Dataset entries:

[start]

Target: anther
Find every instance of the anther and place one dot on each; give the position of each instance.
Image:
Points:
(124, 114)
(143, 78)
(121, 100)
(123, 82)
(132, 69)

[end]

* **DIRECTION**
Copy out every line of the rows above, requests included, with each point coordinate multiplied by 1.65 and rounded to the nearest whole number (halves round up).

* **TASK SOLUTION**
Target: anther
Find every instance of the anther and place one dot on each; give the position of each instance.
Image:
Points:
(205, 188)
(236, 129)
(200, 165)
(203, 135)
(218, 114)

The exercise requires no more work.